What you should do.
Recast the paragraph beginning "ElasticNetParam corresponds" in the Spark regression notebook below as a brief bulleted list that keeps its facts.

Selected text.
ElasticNetParam corresponds to α and regParam corresponds to λ. The default value for both is zero.

In [None]:
plt.clf()
forest['Elevation'].hist()
%matplot plt

In [None]:
import pyspark.ml.regression as rg

# let's predict elevation (first column) using the rest of features
vectorAssembler = feat.VectorAssembler(
    inputCols=[x for x in forest.columns if x != 'Elevation']
    , outputCol='features')

#create a linear regression object and fit to dataset    
lr_obj = rg.LinearRegression(
    labelCol='Elevation',
    maxIter=10
    , regParam=0.01
    , elasticNetParam=1.00)
# lr_model = lr_obj.fit(elevation_dataset.to_spark())

#examine model coefficients
pip = Pipeline(stages=[vectorAssembler, lr_obj])

#run the pipeline
pModel = pip.fit(forest.to_spark())

In [None]:
#get the trained model from the pipeline
lr_model = pModel.stages[-1]
#examine model coefficients
lr_model.coefficients

In [None]:
summary = lr_model.summary

print(
    summary.r2
    , summary.rootMeanSquaredError
    , summary.meanAbsoluteError
)

In [None]:
#get predictions from the model
(
    pModel.transform(forest.to_spark())
    .pandas_api()
    [['Elevation', 'prediction']]
    .head(5)
)

## Selecting the most predictable features

### Correlation matrix

In [None]:
import pyspark.ml.stat as st
import pandas as pd

features_and_label = feat.VectorAssembler(
    inputCols=list(forest.columns)
    , outputCol='features'
)

corr = st.Correlation.corr(
    features_and_label.transform(forest.to_spark()), 
    'features', 
    'pearson'
)

corr_pd = corr.toPandas()
output_np = np.array(corr_pd.iloc[0, 0].values).reshape(
    (corr_pd.iloc[0, 0].numRows, corr_pd.iloc[0, 0].numCols))

Data provided.
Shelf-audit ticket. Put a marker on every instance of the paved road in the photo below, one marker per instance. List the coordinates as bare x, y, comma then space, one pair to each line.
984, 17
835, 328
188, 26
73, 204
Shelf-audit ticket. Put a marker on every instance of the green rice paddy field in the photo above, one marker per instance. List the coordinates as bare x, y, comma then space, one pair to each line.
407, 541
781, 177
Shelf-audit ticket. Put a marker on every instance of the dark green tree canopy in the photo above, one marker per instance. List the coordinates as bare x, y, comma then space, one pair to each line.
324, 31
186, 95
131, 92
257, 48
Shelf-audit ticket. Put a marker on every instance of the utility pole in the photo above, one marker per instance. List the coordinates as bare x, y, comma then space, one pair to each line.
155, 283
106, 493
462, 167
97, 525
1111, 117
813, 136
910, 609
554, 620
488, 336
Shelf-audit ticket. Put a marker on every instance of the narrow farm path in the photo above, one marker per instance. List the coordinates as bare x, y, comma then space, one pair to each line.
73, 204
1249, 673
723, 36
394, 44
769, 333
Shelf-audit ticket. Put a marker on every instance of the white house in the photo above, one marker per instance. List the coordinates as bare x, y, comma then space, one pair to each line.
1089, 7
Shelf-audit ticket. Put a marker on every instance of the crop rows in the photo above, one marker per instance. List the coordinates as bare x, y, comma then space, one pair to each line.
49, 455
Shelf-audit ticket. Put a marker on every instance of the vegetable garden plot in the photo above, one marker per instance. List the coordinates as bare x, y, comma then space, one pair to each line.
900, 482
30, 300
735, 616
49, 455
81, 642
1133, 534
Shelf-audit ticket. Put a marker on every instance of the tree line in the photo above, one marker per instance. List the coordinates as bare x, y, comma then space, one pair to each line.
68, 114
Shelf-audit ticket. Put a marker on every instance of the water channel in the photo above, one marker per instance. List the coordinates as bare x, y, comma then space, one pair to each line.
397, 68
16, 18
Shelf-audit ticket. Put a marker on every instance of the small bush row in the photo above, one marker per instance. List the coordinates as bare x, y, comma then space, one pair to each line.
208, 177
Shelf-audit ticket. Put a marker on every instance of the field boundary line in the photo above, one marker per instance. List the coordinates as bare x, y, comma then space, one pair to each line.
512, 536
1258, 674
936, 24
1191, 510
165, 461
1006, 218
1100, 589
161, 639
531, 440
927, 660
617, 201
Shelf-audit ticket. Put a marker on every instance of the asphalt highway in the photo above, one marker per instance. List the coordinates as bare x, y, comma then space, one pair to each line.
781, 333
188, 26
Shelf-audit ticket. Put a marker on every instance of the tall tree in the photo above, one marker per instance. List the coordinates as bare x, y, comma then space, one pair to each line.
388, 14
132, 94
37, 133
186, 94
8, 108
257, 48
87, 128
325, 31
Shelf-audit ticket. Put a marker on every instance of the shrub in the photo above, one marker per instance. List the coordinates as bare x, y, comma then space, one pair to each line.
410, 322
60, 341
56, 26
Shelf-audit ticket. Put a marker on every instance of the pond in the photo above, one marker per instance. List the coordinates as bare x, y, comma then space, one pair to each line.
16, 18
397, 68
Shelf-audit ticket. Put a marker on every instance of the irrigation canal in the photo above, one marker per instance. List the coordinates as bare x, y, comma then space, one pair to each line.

Output.
- ElasticNetParam corresponds to α.
- regParam corresponds to λ.
- Both default to zero.